[Referring expression data]

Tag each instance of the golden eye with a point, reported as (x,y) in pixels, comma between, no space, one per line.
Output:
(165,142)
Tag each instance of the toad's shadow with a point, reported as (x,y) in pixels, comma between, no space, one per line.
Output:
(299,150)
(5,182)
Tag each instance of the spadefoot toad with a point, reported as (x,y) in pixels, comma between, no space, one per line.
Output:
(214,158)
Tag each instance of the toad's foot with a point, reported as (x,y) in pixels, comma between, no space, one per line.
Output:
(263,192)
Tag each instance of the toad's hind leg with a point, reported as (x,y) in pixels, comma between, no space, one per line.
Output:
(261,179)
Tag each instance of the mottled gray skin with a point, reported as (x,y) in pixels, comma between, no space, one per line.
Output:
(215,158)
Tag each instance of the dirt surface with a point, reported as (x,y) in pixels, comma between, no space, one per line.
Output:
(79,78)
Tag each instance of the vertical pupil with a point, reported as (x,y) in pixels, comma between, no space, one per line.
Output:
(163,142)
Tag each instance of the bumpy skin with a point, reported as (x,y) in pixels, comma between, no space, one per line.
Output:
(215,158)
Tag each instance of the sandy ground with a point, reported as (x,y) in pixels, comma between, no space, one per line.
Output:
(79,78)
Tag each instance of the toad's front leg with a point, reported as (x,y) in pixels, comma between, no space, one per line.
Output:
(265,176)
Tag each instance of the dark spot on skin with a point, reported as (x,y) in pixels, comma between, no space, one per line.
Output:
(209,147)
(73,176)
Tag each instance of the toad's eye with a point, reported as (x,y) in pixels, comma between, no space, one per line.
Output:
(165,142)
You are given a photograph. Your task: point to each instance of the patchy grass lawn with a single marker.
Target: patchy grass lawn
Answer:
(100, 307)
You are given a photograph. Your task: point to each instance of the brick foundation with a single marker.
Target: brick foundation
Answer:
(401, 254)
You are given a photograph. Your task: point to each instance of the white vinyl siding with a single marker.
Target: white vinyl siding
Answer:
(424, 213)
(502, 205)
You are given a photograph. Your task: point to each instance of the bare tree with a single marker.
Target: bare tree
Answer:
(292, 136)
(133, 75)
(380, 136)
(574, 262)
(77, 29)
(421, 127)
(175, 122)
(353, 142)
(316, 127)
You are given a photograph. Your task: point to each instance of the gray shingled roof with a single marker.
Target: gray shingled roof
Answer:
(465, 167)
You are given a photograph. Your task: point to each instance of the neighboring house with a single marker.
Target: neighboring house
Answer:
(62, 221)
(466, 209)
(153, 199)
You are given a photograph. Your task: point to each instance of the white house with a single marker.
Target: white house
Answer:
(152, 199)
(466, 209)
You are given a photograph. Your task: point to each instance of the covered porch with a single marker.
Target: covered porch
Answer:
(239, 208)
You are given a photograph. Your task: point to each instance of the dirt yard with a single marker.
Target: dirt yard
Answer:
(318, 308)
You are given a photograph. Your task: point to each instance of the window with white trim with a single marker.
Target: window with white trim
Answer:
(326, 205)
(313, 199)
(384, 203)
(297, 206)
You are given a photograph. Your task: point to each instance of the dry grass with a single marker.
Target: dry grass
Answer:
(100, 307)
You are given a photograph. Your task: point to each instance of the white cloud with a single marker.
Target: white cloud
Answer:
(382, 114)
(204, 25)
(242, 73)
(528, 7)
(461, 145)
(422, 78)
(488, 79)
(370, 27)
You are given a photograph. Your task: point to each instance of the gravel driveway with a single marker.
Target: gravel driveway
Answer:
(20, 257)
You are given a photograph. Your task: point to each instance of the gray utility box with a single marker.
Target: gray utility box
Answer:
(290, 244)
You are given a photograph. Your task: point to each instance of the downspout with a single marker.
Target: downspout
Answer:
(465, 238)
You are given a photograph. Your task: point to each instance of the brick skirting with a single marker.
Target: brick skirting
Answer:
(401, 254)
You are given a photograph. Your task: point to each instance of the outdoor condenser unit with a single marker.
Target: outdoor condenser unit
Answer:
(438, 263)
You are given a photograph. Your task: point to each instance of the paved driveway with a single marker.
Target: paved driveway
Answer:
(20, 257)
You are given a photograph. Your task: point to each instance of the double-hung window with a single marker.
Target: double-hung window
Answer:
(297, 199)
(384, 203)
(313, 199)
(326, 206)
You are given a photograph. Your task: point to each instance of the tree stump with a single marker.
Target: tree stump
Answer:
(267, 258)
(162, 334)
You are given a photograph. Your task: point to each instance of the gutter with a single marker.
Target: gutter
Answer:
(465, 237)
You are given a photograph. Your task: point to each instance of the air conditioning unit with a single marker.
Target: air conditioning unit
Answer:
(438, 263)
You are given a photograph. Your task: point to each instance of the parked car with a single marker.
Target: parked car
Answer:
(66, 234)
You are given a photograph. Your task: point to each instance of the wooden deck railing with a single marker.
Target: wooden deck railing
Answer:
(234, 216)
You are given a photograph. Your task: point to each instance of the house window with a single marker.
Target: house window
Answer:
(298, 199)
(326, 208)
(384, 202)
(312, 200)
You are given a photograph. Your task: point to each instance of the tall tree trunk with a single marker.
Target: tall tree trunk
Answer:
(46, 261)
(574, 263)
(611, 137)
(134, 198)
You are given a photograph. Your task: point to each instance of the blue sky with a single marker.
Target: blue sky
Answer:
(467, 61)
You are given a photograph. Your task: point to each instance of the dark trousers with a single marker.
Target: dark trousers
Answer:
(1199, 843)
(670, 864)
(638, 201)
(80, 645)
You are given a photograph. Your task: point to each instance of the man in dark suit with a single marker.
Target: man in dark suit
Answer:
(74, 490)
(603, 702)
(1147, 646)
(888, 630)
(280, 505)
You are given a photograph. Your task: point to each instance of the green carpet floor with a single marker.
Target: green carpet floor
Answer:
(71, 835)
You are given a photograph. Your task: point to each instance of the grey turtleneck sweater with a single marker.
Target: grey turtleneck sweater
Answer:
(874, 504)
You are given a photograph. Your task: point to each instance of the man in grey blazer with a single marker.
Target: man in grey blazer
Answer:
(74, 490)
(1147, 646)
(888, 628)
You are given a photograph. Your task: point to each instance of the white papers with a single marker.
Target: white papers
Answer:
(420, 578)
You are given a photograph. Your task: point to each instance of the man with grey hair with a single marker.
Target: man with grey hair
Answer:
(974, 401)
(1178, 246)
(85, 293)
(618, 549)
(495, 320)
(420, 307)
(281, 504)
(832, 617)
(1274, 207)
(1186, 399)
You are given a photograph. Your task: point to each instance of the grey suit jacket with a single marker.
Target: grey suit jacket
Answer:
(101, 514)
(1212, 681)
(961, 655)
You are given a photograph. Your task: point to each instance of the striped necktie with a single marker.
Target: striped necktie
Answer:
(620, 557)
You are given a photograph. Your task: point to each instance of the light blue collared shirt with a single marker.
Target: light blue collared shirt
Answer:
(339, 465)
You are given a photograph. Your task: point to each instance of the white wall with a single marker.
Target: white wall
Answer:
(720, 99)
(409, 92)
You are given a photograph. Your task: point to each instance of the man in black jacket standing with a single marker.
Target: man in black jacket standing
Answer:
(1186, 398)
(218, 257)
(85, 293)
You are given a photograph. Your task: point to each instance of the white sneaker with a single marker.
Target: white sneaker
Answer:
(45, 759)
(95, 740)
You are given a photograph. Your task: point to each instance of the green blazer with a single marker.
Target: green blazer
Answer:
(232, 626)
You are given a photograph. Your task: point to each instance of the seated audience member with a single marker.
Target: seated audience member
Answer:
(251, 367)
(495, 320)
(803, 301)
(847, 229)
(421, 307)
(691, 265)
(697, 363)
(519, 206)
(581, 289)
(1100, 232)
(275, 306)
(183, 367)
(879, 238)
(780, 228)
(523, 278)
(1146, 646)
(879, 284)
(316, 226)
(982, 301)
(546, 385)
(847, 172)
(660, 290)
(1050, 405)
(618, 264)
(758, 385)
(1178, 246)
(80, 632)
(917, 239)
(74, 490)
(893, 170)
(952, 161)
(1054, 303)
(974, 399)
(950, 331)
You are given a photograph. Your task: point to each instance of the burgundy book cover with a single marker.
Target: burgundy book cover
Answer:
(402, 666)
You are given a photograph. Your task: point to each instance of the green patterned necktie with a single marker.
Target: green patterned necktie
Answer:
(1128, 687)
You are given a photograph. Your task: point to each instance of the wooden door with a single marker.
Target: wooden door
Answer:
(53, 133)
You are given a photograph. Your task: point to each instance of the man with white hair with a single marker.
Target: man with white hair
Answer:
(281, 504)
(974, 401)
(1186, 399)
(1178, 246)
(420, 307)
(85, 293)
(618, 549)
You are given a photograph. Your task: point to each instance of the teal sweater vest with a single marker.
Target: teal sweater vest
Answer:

**Brief:**
Answer with a single number: the count of lines above that contain the string "neighboring".

**Problem solution:**
2